- [Stated problem]
Please count the lines of the listing below that contain the word "lawn" and reply with only that number.

- [Data to process]

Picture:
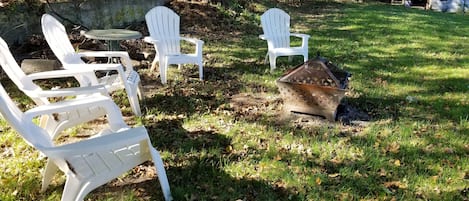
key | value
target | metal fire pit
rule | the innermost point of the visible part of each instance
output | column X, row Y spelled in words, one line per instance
column 315, row 87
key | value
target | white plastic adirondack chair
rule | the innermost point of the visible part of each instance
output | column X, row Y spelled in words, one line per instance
column 127, row 79
column 163, row 25
column 90, row 163
column 56, row 123
column 276, row 26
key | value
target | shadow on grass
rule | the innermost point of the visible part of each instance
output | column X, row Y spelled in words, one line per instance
column 195, row 171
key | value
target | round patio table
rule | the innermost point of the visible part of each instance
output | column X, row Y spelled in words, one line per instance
column 112, row 36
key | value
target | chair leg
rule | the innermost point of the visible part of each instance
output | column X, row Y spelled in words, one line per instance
column 266, row 57
column 133, row 100
column 163, row 71
column 201, row 71
column 48, row 174
column 72, row 189
column 161, row 174
column 272, row 60
column 153, row 64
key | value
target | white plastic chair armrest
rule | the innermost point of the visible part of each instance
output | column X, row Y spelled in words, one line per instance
column 102, row 143
column 58, row 73
column 68, row 91
column 117, row 67
column 114, row 115
column 122, row 54
column 299, row 35
column 192, row 40
column 263, row 37
column 149, row 39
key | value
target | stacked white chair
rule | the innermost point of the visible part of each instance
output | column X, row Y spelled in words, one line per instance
column 53, row 123
column 163, row 25
column 126, row 78
column 89, row 163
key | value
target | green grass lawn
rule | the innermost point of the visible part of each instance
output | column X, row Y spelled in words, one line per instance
column 410, row 74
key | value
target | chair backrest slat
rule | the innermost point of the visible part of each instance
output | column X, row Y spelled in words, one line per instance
column 276, row 26
column 163, row 25
column 57, row 38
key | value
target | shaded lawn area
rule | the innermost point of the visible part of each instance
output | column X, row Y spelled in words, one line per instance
column 410, row 74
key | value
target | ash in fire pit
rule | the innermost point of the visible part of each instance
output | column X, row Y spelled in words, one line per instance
column 315, row 87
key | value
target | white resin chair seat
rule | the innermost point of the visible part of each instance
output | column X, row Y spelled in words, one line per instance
column 163, row 25
column 126, row 78
column 276, row 26
column 90, row 163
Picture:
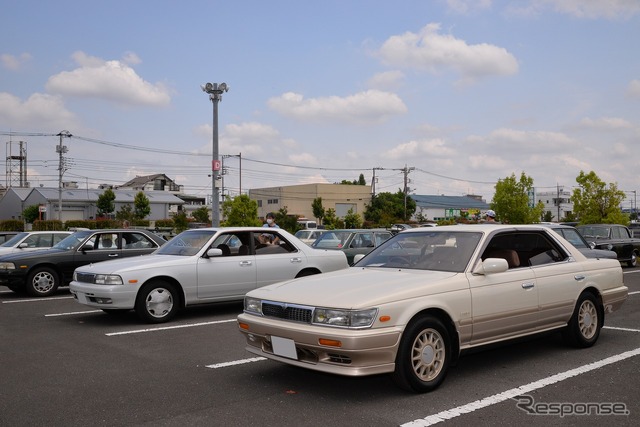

- [Solution]
2